(Given request) Display each line of the material that contains the string "woman". Uppercase and lowercase letters count as different.

(Saved dataset items)

==============================

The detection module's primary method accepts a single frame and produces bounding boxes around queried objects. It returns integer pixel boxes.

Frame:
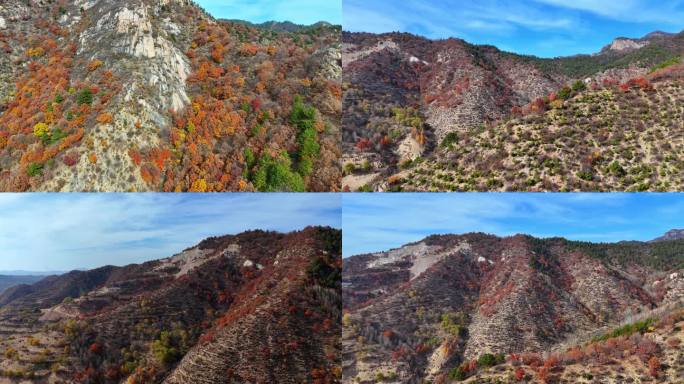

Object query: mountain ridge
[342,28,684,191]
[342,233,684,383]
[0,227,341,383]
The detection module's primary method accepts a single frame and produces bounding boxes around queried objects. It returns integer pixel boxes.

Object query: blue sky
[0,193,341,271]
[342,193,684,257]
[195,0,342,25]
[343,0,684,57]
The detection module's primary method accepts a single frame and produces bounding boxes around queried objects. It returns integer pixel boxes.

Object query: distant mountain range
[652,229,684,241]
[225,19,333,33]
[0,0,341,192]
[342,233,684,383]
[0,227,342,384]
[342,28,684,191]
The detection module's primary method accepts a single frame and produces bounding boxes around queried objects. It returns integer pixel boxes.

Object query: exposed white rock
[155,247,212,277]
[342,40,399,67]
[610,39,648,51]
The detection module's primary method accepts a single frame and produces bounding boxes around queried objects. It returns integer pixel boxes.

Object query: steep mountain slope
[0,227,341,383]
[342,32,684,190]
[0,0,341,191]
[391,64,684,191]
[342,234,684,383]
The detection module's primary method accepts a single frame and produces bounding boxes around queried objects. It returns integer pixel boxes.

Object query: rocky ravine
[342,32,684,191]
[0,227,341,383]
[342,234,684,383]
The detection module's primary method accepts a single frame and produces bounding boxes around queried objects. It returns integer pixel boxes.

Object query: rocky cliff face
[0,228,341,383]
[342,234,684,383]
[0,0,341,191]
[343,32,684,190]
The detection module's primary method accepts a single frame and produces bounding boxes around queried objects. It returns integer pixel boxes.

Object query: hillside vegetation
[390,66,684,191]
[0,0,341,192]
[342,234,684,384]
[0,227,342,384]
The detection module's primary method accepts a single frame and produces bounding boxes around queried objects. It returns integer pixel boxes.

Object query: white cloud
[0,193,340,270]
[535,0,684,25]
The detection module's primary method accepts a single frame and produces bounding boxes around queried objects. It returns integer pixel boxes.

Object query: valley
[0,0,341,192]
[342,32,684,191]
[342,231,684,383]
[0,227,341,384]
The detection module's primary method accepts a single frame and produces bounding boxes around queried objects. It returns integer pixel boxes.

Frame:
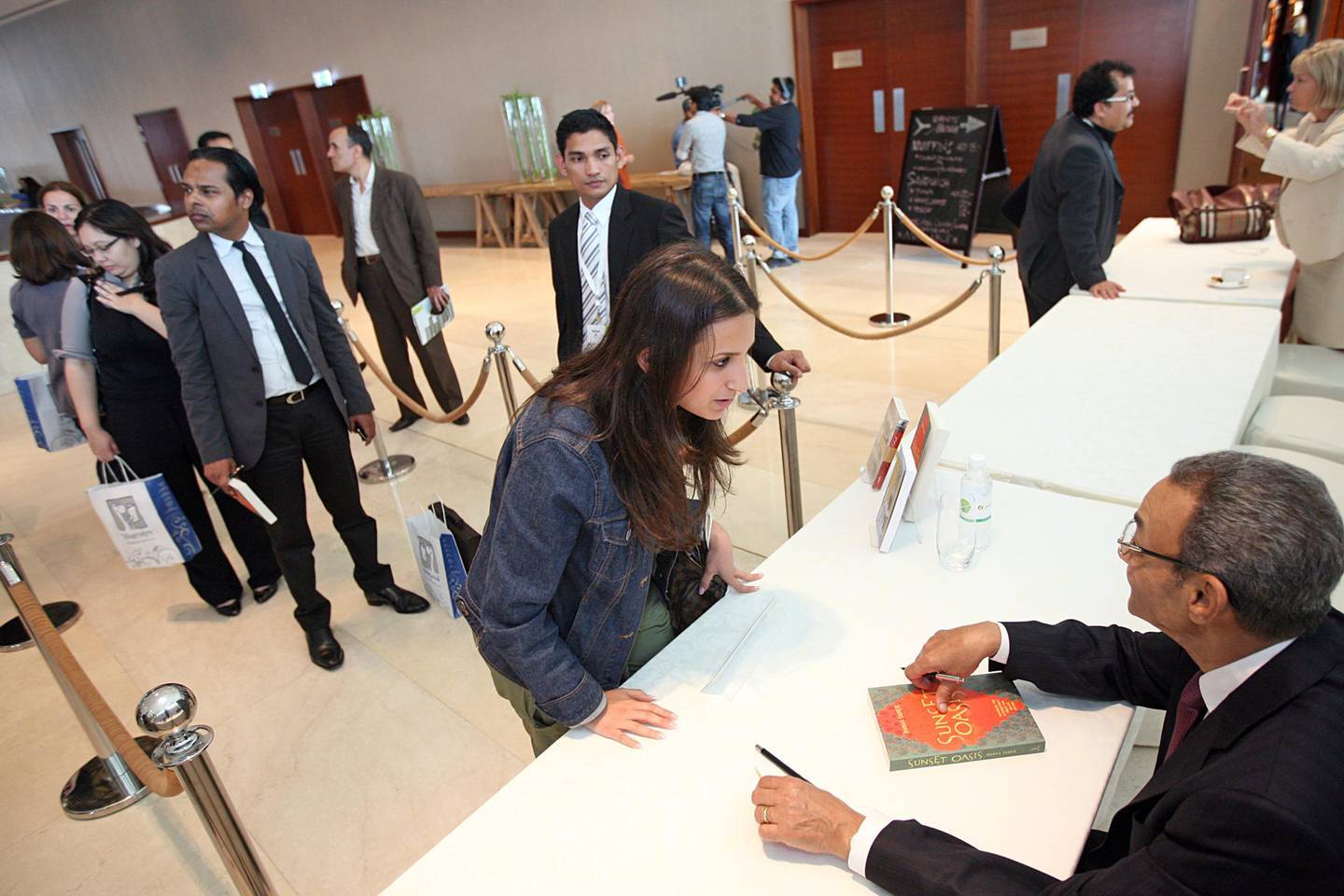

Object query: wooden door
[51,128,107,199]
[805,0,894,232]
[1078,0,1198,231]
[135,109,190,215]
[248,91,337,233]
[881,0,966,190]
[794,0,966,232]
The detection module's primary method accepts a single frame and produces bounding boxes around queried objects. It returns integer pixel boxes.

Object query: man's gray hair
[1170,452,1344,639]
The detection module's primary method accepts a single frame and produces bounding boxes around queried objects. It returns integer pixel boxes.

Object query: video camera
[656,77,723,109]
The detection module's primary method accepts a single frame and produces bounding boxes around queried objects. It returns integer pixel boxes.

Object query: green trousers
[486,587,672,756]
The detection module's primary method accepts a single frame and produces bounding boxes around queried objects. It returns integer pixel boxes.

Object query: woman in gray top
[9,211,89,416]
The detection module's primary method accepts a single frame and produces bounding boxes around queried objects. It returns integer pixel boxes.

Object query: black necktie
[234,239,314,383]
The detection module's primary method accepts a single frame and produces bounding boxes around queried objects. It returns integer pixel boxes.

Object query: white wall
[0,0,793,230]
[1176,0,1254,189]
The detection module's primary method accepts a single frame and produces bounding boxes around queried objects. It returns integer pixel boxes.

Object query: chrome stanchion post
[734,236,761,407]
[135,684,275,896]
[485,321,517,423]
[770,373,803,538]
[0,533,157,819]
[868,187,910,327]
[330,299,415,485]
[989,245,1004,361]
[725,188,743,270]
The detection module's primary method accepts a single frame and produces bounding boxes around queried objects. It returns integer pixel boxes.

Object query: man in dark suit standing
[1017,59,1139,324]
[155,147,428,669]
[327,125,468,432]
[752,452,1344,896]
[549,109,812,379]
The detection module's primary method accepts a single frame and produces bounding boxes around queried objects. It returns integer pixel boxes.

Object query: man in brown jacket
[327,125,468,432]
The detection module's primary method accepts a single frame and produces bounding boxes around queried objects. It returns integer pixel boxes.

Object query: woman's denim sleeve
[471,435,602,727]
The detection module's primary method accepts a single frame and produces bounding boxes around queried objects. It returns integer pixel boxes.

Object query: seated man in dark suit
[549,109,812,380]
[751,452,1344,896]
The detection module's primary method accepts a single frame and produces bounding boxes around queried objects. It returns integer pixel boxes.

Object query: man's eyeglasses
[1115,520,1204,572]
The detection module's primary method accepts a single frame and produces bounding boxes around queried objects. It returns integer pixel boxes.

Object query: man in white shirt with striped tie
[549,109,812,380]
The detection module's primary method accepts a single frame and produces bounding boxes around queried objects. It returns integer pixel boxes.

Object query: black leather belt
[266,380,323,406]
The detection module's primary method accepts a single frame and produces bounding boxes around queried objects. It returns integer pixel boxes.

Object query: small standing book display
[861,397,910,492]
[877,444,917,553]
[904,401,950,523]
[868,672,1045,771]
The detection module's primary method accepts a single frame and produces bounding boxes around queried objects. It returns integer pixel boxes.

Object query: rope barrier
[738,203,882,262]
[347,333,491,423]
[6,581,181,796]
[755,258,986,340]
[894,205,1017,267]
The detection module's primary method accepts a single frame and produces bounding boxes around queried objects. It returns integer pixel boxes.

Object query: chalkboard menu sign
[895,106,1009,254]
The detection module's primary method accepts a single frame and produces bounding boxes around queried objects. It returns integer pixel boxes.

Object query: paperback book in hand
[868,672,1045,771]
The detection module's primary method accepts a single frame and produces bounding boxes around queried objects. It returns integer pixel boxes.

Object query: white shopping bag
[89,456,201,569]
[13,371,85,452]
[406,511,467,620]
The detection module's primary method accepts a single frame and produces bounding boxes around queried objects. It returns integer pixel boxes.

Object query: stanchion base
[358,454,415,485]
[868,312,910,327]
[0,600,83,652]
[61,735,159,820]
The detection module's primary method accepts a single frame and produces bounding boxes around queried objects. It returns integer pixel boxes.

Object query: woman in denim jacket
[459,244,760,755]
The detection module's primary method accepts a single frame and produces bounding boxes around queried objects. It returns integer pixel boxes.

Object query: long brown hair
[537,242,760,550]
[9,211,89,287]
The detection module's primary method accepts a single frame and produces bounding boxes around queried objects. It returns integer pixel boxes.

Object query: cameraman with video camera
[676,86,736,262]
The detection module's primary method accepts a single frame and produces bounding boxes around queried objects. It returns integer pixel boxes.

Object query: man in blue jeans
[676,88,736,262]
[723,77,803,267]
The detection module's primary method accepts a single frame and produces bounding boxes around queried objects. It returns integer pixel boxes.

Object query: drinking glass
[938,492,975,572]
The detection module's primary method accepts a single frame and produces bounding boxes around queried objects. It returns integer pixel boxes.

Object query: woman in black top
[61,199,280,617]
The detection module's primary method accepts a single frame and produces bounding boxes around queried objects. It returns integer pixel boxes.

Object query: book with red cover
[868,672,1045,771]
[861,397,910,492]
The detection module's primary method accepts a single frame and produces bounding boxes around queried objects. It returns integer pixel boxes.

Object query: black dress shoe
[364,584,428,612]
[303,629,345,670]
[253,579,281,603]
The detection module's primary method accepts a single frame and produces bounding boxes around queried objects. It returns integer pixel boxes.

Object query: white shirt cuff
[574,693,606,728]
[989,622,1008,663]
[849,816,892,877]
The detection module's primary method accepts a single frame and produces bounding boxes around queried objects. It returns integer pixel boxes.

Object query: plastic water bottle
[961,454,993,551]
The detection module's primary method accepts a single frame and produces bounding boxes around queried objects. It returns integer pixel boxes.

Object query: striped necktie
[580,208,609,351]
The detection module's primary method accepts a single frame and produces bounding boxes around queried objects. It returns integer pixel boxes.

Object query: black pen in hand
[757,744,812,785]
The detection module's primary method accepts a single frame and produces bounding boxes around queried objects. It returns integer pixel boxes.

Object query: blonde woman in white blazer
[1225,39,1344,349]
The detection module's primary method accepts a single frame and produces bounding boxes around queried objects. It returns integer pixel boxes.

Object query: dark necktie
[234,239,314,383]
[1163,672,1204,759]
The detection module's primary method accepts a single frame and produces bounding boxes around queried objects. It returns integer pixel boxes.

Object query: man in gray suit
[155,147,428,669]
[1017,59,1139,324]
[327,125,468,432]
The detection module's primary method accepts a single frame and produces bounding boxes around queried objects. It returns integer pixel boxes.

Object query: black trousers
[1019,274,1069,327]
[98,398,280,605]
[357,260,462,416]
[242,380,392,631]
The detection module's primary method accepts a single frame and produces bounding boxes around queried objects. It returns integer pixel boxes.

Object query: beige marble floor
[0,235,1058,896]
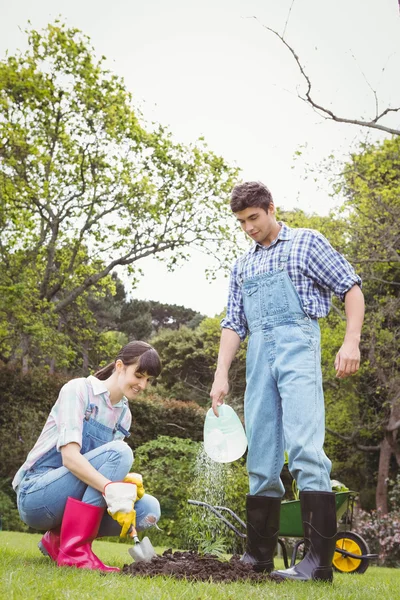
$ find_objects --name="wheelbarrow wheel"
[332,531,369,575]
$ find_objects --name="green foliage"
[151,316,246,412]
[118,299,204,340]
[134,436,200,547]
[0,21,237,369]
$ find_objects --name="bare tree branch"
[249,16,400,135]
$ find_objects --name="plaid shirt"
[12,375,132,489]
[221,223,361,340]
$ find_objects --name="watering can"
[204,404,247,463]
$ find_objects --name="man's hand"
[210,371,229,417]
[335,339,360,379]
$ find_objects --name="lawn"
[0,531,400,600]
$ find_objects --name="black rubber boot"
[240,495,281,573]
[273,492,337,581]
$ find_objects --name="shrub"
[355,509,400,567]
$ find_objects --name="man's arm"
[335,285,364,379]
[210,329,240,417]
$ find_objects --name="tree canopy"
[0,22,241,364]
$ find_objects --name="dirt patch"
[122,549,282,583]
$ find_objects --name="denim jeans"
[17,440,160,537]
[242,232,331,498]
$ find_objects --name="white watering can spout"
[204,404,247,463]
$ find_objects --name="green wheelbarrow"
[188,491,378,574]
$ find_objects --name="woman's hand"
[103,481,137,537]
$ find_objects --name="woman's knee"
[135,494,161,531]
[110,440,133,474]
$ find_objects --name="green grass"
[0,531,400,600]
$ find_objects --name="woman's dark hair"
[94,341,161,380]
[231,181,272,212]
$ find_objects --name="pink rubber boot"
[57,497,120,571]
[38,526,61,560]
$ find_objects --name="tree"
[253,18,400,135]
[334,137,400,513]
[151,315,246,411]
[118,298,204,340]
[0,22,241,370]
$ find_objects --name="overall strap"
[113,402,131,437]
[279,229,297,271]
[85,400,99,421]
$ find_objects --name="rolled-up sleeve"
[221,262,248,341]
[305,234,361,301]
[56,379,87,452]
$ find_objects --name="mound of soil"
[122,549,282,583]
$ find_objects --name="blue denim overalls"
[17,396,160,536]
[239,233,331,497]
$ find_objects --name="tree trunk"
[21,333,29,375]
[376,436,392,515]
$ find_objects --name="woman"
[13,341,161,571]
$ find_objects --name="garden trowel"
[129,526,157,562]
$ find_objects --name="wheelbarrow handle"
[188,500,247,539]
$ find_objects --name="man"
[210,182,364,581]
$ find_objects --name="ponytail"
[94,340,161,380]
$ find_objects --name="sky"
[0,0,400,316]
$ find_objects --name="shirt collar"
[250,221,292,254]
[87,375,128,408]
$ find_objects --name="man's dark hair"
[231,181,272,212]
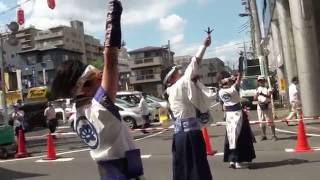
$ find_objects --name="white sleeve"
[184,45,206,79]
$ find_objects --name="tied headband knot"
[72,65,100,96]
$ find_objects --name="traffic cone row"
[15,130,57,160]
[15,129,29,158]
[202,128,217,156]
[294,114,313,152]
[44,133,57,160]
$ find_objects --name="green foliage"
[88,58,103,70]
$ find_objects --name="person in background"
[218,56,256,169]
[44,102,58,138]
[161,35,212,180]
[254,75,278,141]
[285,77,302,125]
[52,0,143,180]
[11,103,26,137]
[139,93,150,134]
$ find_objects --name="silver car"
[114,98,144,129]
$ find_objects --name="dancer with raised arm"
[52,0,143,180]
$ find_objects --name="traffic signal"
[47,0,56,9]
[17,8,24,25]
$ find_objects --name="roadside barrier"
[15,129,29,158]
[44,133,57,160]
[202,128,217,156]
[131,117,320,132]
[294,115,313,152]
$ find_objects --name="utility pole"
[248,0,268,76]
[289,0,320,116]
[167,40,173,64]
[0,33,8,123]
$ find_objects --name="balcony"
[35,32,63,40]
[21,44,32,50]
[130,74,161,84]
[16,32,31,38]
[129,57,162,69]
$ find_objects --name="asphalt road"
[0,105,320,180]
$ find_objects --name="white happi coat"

==============================

(Exercise solution)
Object query: woman in gray top
Object query: woman's denim sleeve
Object query: woman in denim jacket
Object query: woman in black top
Object query: blonde woman in white blazer
$ find_objects --name="woman's hand"
$ find_objects --name="woman's knee"
$ find_objects --name="woman's dark hair"
$ find_objects --name="woman"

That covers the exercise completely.